** BEGIN DATA SUPPLIED **
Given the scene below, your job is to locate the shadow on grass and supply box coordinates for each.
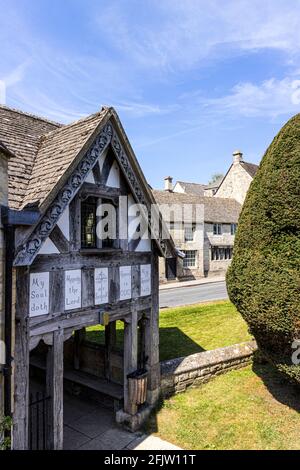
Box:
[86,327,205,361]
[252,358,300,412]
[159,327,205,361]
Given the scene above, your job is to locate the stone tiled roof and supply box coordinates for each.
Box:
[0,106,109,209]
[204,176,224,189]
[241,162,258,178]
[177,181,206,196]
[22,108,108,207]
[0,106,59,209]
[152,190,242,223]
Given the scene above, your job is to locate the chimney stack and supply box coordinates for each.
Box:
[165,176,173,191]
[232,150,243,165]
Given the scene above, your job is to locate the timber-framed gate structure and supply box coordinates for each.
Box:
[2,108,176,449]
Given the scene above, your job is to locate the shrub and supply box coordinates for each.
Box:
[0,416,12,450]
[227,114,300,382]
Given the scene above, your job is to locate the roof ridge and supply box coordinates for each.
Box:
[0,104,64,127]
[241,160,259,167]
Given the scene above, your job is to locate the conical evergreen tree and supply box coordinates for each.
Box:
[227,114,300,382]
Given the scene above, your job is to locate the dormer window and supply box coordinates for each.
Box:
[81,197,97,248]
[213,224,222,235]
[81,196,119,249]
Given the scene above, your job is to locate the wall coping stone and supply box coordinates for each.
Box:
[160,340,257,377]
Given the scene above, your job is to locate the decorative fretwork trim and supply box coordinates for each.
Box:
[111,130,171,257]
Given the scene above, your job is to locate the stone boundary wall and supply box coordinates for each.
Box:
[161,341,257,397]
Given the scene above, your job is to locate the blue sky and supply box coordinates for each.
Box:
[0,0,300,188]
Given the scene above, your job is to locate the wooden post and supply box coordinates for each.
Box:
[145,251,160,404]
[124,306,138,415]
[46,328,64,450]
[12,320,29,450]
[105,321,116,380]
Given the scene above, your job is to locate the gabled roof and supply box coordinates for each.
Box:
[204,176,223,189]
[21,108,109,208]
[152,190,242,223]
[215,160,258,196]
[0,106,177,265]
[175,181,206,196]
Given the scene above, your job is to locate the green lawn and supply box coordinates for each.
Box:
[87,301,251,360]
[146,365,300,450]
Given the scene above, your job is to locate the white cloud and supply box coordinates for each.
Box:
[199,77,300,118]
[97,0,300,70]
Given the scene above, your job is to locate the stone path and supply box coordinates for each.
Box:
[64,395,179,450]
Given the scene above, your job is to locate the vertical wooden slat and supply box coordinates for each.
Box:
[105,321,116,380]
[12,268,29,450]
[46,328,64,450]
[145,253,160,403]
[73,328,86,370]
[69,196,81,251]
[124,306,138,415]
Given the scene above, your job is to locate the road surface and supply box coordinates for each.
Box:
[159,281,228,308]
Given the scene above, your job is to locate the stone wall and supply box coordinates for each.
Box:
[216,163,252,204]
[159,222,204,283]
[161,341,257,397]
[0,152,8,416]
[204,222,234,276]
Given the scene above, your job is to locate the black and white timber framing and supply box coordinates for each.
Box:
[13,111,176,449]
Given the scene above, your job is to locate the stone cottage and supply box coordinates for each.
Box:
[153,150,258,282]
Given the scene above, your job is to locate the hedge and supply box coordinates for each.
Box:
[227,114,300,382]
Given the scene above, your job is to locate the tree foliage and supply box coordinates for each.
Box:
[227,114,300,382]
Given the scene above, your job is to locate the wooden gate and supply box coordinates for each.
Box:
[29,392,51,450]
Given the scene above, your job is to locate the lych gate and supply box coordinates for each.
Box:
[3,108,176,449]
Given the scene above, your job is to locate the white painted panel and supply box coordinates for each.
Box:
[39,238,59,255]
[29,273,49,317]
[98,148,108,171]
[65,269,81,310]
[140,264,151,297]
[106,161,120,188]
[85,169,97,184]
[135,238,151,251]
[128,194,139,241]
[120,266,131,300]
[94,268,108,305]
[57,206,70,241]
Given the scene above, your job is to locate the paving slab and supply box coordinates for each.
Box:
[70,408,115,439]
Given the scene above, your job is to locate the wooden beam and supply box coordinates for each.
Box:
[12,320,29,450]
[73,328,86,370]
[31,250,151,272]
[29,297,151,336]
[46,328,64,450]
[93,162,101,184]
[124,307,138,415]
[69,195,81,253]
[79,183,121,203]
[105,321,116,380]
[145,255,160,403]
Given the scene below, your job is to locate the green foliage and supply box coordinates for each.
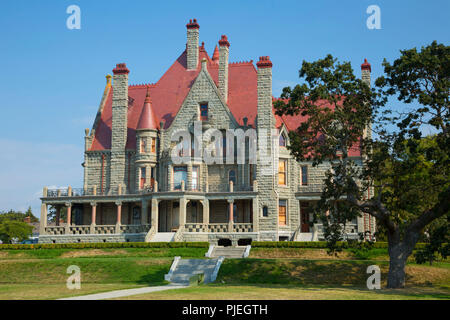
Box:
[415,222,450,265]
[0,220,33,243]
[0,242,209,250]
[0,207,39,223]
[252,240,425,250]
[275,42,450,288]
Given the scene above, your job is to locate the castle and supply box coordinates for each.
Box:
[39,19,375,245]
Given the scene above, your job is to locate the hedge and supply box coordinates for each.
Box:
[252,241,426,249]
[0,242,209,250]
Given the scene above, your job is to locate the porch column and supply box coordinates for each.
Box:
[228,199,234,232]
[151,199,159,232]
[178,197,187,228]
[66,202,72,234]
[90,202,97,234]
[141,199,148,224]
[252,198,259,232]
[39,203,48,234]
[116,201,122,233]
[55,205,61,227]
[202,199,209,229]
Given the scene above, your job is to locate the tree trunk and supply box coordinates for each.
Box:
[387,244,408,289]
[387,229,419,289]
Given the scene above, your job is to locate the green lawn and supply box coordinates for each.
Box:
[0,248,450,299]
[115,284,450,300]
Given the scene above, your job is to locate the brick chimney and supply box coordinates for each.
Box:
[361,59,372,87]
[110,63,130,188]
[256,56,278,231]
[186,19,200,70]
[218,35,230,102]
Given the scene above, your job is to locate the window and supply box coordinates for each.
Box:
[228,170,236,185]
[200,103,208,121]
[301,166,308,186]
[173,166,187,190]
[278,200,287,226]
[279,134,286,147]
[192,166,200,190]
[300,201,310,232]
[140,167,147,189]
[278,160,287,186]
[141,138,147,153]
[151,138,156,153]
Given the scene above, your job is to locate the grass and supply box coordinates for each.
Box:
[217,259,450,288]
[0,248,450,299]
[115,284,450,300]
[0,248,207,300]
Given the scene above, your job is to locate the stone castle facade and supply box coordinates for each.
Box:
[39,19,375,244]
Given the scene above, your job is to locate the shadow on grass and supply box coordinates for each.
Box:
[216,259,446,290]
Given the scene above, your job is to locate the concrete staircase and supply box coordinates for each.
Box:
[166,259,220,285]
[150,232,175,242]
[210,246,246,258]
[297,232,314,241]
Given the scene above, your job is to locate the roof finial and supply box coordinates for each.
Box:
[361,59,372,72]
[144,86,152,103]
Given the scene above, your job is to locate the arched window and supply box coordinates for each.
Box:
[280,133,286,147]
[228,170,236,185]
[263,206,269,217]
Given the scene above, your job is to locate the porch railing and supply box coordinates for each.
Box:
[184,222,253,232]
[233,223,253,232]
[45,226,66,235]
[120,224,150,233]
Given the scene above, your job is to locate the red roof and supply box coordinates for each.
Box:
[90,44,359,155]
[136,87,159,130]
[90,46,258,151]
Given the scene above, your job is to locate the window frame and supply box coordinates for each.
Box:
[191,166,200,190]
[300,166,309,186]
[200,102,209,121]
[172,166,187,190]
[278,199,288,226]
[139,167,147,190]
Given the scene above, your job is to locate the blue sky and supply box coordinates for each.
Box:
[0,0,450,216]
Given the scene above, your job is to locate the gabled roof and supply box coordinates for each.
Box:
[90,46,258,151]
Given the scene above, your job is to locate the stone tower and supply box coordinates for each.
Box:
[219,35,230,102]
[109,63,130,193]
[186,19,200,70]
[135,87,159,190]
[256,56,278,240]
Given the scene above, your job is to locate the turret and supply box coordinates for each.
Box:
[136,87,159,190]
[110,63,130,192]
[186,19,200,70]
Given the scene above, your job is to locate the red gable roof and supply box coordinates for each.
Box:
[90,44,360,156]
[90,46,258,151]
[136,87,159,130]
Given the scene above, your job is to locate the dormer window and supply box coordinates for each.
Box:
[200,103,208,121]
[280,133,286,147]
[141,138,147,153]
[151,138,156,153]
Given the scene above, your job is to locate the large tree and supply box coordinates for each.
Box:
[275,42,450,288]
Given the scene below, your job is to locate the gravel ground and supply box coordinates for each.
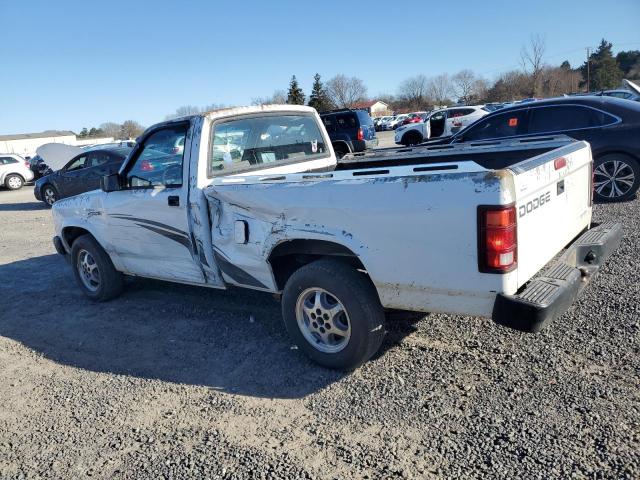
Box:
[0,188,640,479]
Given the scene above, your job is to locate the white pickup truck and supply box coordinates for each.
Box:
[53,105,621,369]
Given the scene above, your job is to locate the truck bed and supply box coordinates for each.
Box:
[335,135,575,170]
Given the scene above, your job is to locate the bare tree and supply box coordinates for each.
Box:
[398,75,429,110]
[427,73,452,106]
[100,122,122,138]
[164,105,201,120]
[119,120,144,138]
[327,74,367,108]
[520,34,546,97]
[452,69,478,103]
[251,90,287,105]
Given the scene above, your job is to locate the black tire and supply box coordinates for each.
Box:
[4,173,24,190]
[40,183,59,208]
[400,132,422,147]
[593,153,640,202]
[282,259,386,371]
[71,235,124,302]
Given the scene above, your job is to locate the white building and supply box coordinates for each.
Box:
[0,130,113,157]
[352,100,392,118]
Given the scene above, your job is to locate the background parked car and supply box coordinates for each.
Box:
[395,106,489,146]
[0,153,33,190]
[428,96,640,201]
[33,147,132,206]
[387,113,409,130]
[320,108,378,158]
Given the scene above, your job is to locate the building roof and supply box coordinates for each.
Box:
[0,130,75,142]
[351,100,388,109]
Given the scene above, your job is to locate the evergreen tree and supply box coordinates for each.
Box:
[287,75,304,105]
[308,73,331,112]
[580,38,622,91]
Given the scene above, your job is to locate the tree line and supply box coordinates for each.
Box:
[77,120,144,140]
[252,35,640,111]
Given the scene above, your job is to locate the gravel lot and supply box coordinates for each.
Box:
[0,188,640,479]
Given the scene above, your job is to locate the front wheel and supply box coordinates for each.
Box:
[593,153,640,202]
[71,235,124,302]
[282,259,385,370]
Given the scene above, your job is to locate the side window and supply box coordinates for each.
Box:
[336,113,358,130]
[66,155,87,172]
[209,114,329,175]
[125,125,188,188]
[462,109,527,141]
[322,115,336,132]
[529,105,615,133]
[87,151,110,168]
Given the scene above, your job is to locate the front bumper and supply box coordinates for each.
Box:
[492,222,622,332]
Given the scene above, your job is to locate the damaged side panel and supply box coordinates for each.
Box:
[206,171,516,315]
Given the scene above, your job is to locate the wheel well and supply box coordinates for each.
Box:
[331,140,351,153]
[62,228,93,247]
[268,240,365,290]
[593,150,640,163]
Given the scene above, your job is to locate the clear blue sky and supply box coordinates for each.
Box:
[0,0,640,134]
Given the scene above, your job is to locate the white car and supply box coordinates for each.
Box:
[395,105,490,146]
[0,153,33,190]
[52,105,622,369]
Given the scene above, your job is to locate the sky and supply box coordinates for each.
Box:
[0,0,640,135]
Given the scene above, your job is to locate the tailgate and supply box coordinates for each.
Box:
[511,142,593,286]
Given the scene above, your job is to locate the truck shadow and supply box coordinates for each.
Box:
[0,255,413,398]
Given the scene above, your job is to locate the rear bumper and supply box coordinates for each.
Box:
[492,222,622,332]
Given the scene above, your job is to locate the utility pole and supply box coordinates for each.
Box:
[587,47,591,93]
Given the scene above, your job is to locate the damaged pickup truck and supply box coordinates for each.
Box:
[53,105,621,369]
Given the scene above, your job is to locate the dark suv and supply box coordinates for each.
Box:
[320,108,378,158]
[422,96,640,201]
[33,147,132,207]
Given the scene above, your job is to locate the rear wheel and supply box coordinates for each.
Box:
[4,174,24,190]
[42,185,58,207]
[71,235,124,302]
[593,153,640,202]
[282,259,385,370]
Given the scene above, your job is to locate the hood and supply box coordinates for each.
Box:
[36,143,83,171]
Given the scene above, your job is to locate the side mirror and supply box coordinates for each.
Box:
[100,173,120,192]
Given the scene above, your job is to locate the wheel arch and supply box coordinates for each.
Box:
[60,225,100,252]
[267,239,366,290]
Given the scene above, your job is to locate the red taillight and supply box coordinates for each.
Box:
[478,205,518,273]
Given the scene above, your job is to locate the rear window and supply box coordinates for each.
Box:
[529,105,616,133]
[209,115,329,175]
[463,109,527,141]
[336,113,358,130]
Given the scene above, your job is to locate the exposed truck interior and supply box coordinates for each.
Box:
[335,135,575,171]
** END DATA SUPPLIED **
Return, character for character, the stretch of the data from the line containing "Given the scene above, your job is to locate the chimney" through the line containing "[2,108,176,449]", with both of those lines included.

Given the scene above, your job is to locate the chimney stack and supply box coordinates for each.
Box:
[165,176,173,191]
[232,150,243,165]
Given the scene above, your job is to locate the timber-framed gate structure and supply box coordinates for each.
Box:
[2,108,176,449]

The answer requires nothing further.